> Stored rows
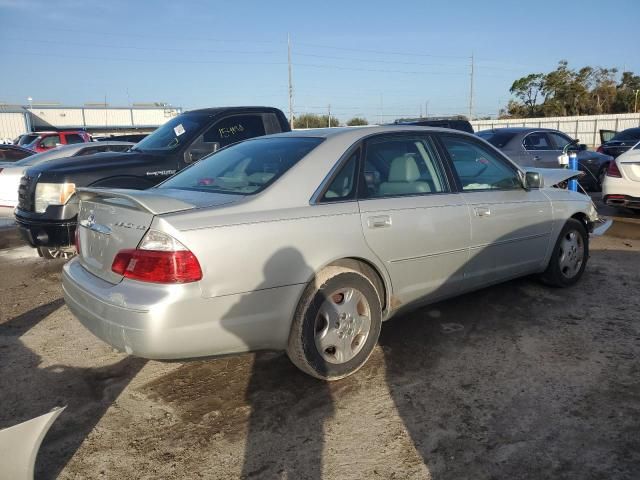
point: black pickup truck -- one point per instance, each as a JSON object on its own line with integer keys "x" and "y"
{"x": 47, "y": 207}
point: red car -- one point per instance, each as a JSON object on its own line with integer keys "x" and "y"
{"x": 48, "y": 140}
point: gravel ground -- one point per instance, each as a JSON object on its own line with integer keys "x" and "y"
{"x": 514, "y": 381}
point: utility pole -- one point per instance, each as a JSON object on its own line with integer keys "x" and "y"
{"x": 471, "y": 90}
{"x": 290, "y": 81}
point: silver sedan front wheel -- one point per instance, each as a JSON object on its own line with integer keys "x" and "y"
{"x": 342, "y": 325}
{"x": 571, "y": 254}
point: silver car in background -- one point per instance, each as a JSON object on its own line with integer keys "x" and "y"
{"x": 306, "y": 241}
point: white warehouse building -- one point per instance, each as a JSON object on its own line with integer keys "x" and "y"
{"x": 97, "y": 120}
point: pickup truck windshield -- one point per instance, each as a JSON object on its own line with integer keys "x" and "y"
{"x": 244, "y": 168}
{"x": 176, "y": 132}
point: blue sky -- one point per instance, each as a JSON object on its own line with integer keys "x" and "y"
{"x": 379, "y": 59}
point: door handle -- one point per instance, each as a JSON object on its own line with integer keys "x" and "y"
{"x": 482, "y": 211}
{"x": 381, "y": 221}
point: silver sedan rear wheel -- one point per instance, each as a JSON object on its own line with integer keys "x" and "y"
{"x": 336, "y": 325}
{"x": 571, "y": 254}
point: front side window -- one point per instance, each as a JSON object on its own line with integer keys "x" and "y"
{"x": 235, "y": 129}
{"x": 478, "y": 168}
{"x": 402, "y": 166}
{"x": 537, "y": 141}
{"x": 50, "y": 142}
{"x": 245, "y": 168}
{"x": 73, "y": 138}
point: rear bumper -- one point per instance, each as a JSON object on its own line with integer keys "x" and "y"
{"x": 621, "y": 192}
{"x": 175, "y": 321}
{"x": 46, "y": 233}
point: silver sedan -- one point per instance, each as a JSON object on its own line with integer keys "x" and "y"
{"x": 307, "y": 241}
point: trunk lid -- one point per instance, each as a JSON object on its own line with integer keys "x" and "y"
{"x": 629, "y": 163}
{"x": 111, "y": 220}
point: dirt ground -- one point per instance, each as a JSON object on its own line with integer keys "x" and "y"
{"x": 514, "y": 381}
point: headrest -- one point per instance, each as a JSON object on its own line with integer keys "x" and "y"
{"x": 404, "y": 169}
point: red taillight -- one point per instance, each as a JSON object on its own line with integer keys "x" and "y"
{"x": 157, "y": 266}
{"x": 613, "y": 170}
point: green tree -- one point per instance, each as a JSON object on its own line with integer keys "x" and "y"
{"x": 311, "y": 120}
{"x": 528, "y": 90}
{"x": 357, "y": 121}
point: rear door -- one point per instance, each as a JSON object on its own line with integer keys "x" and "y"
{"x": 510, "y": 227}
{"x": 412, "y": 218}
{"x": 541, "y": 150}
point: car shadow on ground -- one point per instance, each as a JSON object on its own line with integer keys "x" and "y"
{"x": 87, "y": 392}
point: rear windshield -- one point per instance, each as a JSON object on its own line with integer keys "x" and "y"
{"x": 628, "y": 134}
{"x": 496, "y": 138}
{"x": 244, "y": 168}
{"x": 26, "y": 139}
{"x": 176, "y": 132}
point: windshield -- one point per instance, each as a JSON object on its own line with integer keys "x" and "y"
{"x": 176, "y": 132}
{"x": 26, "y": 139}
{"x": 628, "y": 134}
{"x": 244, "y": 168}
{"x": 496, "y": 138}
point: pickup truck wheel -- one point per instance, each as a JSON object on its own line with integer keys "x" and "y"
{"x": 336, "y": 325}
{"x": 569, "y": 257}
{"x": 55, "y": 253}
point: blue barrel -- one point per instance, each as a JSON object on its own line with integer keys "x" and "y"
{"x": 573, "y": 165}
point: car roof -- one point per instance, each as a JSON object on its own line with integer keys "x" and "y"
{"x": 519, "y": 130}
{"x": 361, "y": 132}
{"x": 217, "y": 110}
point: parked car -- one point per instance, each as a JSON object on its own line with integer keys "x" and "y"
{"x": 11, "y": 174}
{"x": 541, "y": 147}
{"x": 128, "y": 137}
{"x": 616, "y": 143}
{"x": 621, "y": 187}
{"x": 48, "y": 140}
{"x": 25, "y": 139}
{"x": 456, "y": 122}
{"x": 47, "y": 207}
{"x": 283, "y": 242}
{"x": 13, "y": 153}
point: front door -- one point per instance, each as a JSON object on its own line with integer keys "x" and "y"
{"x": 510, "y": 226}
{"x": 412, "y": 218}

> What you are asked to do
Can you quote verbatim every line from the one containing "point: car shadow" through the final line above, both ends included?

> Expected answer
point: car shadow on ground -- one point per instance, each as a JSON object on its own line with integer keys "x" and "y"
{"x": 87, "y": 392}
point: rear windshield -- one point per instance, each as a JSON object on its own line with integer keys "x" and "y"
{"x": 628, "y": 134}
{"x": 496, "y": 138}
{"x": 244, "y": 168}
{"x": 26, "y": 139}
{"x": 176, "y": 132}
point: windshield -- one point per instance, each as a JSON object on its own line with integer keys "x" and "y"
{"x": 176, "y": 132}
{"x": 26, "y": 139}
{"x": 628, "y": 134}
{"x": 244, "y": 168}
{"x": 496, "y": 138}
point: pickup truck wheel -- one point per instance, each as a JSON object on its own line with integer keys "x" and "y"
{"x": 336, "y": 325}
{"x": 569, "y": 257}
{"x": 55, "y": 253}
point: blue barrel -- one point per instance, each as a JSON object on its own line with integer keys "x" and "y"
{"x": 573, "y": 165}
point: car roof -- one point per instance, each as a JSON object on its own line with integer keys "x" and "y"
{"x": 519, "y": 130}
{"x": 361, "y": 132}
{"x": 217, "y": 110}
point: parked car -- one point per instance, each as a JSON object on its own line with integer keys "x" and "y"
{"x": 11, "y": 174}
{"x": 541, "y": 147}
{"x": 128, "y": 137}
{"x": 616, "y": 143}
{"x": 621, "y": 187}
{"x": 48, "y": 140}
{"x": 25, "y": 139}
{"x": 456, "y": 122}
{"x": 47, "y": 207}
{"x": 283, "y": 242}
{"x": 13, "y": 153}
point: front door -- one point per instance, each as a JSON object on its own line with integer keys "x" and "y"
{"x": 510, "y": 226}
{"x": 412, "y": 218}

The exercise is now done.